[Location annotation dataset excerpts]
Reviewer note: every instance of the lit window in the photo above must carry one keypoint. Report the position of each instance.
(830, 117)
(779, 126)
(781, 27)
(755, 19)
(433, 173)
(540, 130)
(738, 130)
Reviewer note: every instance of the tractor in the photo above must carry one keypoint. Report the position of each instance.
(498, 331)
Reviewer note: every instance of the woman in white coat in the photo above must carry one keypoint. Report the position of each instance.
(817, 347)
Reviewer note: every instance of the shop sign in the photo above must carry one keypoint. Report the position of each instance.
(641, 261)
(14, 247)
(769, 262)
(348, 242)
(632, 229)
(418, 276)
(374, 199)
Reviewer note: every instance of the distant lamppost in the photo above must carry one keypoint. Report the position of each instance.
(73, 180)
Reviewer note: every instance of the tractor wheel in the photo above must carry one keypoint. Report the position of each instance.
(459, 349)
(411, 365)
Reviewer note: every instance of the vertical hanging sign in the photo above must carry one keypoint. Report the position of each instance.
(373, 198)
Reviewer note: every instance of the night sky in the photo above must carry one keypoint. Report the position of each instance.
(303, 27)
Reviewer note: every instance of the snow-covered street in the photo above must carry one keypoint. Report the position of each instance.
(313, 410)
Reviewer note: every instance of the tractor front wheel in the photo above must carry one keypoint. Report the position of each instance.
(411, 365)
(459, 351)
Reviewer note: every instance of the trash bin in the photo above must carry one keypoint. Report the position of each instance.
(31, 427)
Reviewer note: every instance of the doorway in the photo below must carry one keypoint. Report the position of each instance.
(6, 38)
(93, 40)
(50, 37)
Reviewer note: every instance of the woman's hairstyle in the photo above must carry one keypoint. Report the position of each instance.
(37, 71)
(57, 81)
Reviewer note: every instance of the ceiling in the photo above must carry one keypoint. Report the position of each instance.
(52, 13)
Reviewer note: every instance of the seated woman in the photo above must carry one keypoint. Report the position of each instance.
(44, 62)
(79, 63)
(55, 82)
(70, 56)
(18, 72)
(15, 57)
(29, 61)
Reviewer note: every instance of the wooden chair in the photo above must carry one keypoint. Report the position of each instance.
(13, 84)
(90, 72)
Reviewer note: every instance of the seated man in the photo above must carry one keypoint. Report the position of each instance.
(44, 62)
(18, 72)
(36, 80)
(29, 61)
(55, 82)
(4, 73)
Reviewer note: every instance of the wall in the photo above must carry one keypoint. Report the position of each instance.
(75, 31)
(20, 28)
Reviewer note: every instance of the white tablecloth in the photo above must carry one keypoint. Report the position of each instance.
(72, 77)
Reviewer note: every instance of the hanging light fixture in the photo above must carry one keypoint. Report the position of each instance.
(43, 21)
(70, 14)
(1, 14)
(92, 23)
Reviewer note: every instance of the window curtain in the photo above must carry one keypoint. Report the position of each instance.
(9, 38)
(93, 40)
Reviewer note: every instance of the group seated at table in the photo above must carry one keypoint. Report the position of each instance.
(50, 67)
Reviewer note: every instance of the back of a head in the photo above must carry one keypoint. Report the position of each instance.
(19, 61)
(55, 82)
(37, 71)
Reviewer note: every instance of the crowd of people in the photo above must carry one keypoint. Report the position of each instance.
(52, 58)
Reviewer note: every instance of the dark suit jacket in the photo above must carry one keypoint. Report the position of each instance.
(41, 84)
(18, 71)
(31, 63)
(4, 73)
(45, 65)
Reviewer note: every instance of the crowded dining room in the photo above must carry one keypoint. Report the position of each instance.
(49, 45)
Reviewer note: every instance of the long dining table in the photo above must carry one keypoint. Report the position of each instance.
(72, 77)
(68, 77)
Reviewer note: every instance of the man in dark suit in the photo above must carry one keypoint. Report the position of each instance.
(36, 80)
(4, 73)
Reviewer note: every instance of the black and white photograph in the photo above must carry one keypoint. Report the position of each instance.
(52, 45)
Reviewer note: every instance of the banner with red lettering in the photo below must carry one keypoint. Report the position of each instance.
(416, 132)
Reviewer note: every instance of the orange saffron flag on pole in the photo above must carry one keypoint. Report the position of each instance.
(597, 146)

### YOUR GOAL
Repeat the line containing "Reviewer note: every instance of the man" and all subsequent lines through the final line of the data, exactly and with no others.

### ANSWER FOR THE TASK
Reviewer note: every instance of the man in dark suit in the photo above must carry one keypoint. Report the position of each instance.
(36, 80)
(4, 73)
Reviewer note: every instance of the black and white photograph in the photo above must carry one keypoint. Report the position of each instance.
(52, 45)
Reviewer note: every instance of the banner with red lettering in the photo below must carry one keypoint. Report the position of each instance.
(416, 132)
Reviewer note: every instance of the orange saffron flag on pole in the photo above must carry one keypoint. Report the position of each instance.
(597, 146)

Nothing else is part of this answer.